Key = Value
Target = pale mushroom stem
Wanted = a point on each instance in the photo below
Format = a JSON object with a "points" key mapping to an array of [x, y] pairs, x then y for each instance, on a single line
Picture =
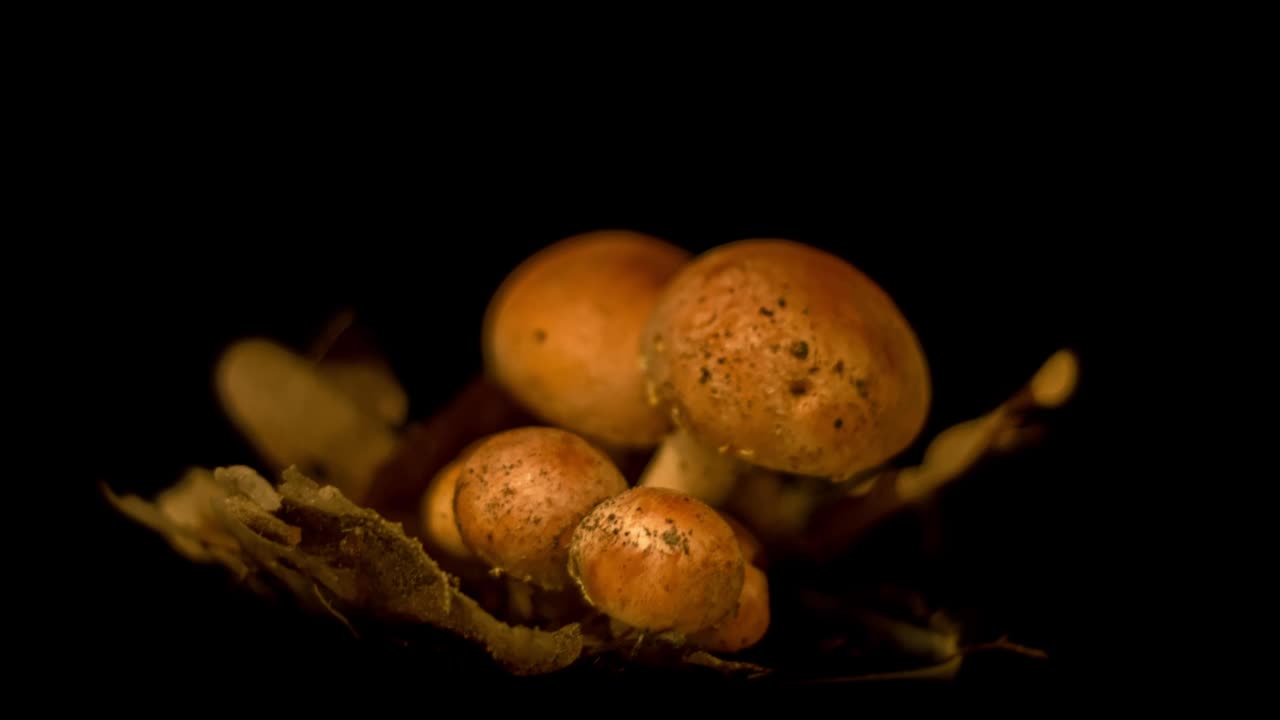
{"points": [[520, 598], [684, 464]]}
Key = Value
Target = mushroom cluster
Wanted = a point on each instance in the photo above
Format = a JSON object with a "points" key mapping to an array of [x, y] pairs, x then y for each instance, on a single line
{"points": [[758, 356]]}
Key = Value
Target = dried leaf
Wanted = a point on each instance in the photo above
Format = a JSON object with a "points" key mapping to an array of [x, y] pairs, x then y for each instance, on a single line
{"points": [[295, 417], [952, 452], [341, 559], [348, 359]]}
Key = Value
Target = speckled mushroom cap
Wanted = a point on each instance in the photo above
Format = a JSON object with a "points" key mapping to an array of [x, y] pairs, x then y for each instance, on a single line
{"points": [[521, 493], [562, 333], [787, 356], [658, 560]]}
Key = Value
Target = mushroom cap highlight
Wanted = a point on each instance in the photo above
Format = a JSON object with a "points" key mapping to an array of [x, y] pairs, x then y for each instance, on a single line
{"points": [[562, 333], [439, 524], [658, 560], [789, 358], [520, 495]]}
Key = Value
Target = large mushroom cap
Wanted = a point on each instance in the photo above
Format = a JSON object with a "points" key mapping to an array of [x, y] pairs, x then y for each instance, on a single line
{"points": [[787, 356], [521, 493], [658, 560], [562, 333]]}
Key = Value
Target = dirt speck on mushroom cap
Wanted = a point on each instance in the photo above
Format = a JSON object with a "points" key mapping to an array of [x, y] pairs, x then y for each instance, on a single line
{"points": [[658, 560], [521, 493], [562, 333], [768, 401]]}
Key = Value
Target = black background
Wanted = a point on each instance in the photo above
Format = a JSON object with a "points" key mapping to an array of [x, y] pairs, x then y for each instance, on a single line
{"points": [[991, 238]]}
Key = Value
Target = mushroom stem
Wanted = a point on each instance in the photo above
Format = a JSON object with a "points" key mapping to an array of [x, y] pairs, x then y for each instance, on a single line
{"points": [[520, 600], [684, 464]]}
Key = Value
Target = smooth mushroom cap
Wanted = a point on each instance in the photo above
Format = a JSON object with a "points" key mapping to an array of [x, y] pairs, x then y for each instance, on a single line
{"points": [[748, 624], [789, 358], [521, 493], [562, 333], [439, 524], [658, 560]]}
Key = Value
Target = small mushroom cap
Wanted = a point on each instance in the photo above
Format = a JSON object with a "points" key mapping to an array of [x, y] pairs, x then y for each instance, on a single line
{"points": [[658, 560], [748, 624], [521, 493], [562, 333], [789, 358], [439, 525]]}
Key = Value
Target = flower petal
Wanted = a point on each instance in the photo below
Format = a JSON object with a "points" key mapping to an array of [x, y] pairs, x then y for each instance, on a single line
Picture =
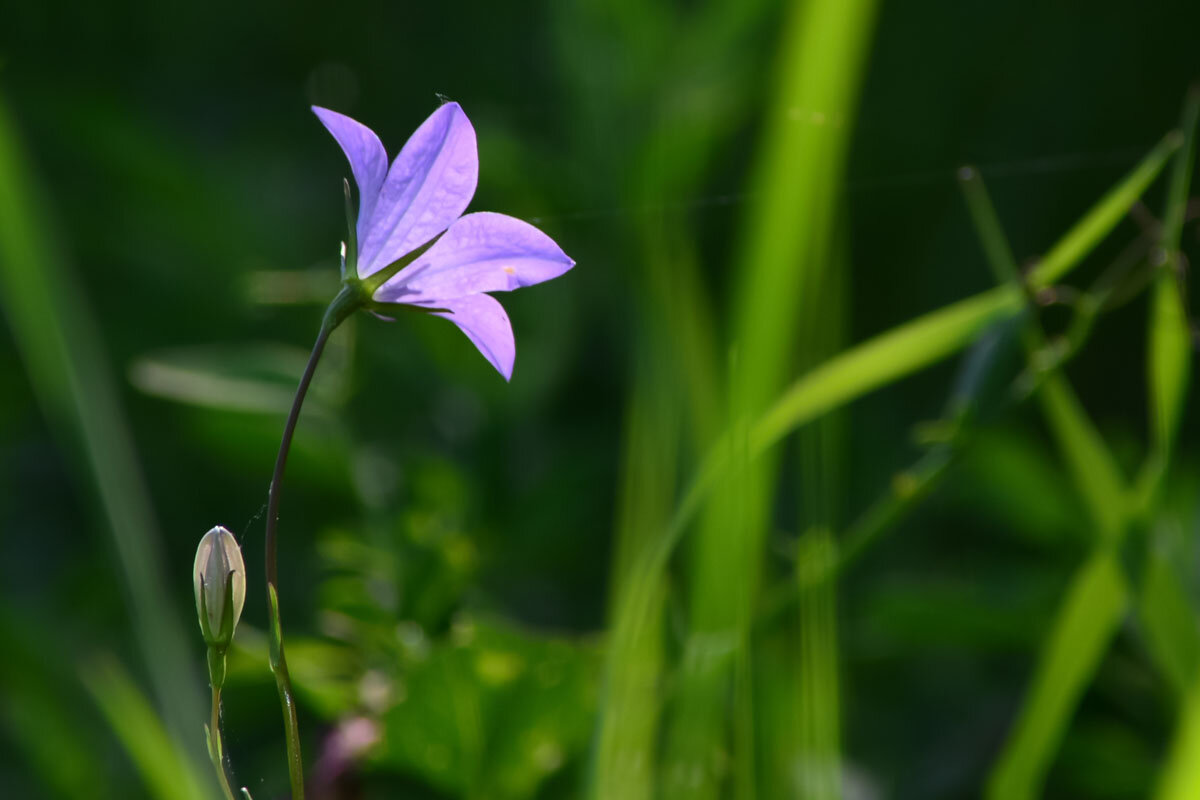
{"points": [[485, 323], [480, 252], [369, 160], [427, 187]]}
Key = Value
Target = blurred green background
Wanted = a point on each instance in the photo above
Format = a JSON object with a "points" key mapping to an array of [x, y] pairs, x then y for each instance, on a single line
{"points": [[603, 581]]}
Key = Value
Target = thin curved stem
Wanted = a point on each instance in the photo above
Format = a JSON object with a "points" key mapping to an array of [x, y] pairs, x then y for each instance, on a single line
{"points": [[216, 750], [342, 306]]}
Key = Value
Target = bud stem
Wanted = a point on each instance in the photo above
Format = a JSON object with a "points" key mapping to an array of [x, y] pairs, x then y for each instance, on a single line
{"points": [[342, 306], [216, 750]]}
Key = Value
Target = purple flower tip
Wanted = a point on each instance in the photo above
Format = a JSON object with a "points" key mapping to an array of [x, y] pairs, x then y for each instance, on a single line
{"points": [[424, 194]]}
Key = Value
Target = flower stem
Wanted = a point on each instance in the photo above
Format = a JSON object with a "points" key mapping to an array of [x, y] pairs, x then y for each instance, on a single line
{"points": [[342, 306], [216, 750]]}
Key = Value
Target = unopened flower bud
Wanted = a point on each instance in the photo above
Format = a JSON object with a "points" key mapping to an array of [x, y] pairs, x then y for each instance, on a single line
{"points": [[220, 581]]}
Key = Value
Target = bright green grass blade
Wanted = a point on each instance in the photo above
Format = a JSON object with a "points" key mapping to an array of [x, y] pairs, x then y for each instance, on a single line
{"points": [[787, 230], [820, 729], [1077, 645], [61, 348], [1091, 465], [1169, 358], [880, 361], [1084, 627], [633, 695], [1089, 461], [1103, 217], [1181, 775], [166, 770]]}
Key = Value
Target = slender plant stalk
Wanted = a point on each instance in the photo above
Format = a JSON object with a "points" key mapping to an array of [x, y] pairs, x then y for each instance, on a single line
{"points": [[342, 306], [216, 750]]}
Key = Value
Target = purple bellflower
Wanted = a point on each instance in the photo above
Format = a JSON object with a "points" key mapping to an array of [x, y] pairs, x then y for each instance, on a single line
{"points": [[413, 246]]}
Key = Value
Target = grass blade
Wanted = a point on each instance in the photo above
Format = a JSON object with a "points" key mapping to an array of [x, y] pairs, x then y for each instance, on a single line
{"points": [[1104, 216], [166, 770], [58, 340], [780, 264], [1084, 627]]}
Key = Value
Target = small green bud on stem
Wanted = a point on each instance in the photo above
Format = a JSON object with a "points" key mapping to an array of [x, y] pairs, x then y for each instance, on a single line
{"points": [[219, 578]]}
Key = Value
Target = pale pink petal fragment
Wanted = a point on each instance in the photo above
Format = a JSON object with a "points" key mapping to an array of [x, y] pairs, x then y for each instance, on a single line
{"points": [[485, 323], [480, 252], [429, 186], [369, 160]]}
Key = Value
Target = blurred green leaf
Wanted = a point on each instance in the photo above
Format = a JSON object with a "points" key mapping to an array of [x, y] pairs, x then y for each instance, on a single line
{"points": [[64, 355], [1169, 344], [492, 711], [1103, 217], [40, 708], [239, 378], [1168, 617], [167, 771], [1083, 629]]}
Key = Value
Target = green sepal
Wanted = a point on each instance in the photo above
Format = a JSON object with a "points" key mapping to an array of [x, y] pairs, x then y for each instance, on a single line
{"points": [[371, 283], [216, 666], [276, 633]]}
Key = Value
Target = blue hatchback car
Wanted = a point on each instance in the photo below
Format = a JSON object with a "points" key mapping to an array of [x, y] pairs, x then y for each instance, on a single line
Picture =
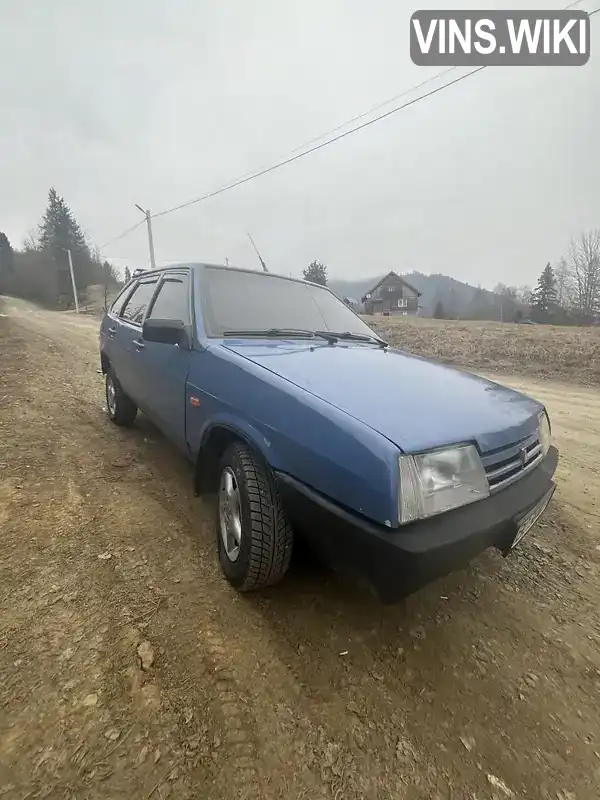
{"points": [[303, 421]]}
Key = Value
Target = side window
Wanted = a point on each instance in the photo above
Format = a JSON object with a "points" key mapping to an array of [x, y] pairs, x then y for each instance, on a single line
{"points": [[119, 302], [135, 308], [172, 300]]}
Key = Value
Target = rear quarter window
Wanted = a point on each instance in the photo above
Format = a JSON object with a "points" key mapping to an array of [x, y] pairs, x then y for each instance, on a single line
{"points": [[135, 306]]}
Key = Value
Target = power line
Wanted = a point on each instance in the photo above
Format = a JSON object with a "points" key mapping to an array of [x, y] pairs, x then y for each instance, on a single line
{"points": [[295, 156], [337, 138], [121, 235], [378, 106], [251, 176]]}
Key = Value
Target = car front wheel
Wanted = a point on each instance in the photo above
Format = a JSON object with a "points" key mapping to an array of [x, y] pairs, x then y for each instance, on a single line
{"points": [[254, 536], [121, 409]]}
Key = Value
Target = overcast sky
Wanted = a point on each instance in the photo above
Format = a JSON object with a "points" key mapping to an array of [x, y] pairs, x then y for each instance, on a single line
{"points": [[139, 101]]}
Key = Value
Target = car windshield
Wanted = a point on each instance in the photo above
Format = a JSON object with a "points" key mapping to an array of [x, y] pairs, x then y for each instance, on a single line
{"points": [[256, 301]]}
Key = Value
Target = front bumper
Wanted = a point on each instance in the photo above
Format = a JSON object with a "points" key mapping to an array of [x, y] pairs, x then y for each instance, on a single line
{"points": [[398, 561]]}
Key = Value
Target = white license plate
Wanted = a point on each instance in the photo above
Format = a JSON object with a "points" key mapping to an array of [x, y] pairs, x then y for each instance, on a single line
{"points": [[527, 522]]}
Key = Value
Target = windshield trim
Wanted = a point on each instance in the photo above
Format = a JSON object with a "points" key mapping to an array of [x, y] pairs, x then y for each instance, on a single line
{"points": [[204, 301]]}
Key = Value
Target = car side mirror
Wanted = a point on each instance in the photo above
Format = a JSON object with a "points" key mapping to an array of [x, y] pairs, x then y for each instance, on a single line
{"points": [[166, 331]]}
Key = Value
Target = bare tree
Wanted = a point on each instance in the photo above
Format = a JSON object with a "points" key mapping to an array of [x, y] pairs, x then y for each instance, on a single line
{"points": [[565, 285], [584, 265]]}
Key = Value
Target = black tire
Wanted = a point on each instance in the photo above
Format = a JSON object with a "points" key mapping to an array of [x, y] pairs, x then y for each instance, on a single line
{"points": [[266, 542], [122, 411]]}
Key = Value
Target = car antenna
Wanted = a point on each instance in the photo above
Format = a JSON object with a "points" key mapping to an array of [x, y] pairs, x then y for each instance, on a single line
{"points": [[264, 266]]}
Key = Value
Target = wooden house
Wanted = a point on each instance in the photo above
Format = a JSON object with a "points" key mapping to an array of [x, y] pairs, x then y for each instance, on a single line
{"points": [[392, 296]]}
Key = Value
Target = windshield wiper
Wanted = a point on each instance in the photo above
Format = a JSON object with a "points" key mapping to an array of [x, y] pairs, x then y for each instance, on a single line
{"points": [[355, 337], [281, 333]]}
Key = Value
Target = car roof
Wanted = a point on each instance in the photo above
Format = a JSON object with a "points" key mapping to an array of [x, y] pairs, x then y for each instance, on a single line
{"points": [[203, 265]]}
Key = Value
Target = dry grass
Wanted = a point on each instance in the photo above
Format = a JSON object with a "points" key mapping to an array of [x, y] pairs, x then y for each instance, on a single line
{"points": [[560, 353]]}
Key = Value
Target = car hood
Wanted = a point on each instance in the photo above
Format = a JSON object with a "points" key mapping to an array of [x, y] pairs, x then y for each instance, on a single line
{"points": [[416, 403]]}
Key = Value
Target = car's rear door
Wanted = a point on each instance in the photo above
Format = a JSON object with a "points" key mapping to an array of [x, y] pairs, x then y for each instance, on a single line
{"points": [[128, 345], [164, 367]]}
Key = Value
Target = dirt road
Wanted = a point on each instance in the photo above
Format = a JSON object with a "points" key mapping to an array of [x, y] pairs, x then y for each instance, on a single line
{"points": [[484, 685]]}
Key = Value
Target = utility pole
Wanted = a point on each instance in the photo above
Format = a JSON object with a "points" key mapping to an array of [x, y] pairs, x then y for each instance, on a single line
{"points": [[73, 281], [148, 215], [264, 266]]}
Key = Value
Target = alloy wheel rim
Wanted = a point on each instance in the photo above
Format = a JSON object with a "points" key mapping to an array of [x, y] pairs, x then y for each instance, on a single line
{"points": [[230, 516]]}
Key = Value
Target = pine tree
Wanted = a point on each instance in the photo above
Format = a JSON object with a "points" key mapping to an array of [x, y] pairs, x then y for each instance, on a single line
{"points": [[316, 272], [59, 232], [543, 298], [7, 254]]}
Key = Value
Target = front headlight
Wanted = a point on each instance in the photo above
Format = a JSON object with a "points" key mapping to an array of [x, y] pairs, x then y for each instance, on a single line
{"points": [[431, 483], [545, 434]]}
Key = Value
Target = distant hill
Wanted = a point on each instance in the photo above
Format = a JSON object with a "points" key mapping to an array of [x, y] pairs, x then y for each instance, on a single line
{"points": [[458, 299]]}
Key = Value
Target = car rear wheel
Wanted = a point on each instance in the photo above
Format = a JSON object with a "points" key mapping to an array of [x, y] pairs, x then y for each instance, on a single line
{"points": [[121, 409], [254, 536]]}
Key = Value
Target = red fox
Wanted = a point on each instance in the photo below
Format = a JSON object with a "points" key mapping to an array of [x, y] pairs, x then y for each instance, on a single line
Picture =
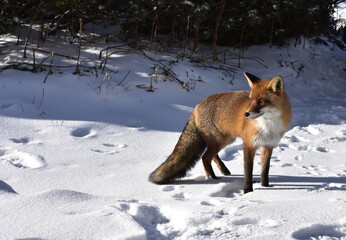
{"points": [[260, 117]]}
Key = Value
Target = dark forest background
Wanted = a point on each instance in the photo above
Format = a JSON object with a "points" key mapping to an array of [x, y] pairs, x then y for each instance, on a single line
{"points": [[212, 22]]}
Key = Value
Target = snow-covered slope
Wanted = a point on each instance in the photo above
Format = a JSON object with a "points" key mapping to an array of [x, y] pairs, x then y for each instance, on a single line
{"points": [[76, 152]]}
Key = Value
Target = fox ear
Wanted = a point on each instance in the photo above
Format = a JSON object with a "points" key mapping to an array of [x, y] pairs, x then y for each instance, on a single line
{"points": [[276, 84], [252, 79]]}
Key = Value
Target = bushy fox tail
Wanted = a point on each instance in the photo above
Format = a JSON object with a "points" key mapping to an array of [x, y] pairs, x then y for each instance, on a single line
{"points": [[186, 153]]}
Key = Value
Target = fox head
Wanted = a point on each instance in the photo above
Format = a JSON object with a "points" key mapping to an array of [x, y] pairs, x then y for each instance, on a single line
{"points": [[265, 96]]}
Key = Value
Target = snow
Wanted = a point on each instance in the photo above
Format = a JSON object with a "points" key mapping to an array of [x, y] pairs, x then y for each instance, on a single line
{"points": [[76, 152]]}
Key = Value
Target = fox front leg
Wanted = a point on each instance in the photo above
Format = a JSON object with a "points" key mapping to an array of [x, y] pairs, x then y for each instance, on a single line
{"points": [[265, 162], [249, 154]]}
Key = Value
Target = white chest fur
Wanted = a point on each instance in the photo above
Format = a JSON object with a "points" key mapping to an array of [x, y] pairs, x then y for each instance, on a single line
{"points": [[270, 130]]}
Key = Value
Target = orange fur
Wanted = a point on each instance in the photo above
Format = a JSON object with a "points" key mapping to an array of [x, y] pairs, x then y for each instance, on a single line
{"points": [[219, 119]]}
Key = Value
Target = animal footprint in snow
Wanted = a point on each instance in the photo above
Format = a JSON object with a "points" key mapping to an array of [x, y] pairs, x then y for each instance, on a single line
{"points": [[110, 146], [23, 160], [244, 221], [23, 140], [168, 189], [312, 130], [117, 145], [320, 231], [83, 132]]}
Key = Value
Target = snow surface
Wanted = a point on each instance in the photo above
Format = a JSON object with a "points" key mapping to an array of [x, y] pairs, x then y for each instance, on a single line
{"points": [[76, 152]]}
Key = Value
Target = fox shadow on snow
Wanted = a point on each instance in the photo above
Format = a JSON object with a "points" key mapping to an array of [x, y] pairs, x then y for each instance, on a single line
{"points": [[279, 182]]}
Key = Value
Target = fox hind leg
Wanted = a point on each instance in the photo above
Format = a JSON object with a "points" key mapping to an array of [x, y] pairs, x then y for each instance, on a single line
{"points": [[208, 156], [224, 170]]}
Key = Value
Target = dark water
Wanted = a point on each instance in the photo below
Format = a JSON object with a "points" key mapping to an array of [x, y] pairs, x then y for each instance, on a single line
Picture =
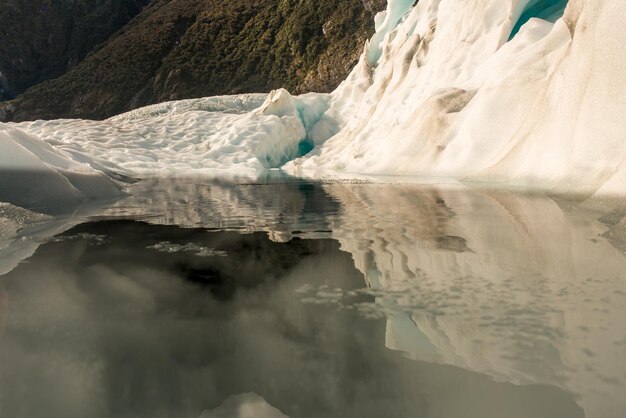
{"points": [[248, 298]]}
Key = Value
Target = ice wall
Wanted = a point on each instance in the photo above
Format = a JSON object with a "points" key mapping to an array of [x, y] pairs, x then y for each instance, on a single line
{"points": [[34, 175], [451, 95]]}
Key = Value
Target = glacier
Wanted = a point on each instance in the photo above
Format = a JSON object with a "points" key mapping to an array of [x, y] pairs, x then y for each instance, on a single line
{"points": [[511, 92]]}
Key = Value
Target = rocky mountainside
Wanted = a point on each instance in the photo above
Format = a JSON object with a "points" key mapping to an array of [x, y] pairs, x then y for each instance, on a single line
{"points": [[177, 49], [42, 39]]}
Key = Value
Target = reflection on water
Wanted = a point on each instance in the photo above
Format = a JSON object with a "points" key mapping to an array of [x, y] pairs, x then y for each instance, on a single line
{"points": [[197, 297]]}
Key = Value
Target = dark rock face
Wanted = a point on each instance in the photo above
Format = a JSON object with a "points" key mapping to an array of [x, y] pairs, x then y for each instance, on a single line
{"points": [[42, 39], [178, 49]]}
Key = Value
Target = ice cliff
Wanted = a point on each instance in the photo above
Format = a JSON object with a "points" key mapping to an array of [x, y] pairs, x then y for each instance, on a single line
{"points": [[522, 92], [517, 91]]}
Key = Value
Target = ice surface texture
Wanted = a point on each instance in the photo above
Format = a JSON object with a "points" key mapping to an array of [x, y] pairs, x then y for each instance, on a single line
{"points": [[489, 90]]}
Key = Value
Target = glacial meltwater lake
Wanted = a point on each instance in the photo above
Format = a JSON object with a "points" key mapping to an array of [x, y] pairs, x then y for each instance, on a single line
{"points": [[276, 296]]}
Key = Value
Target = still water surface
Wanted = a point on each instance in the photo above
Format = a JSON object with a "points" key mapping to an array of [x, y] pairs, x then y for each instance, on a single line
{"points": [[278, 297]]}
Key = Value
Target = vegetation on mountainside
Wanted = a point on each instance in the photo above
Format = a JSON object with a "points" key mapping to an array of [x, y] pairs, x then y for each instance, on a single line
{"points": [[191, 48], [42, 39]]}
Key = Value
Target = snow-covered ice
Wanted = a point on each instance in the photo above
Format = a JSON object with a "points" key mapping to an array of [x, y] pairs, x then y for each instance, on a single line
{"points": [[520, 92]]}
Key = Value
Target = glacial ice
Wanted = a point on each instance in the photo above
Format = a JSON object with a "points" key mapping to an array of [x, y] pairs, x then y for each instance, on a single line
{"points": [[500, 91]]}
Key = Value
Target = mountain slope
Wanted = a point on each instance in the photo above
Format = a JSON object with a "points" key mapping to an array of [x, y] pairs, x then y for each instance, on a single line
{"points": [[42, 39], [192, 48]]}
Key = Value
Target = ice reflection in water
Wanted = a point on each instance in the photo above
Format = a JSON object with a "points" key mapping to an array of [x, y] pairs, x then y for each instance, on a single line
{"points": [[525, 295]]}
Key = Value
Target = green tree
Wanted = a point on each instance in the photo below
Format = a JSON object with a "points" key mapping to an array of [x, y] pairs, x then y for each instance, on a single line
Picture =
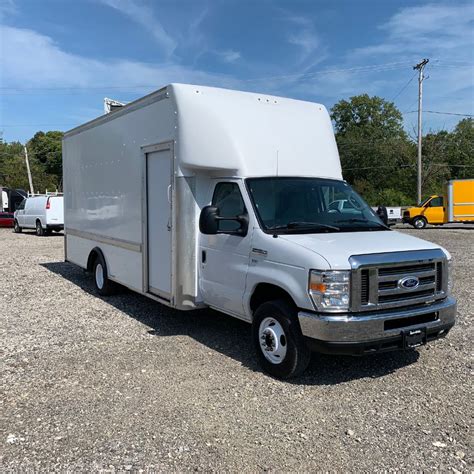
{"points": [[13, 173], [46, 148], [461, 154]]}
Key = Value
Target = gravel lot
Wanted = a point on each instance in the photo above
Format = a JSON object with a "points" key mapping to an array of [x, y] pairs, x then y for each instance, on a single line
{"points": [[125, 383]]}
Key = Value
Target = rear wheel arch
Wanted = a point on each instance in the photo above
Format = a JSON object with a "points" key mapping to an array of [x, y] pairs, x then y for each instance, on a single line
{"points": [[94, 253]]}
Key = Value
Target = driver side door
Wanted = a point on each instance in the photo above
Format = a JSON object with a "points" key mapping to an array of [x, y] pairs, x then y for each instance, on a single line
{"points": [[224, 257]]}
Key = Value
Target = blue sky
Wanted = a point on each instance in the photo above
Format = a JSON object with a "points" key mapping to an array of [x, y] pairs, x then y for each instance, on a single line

Description of the task
Return every line of the entries above that contains the string "reflection", matching case exactly.

Right answer
Target = reflection on water
Target = ice reflection in water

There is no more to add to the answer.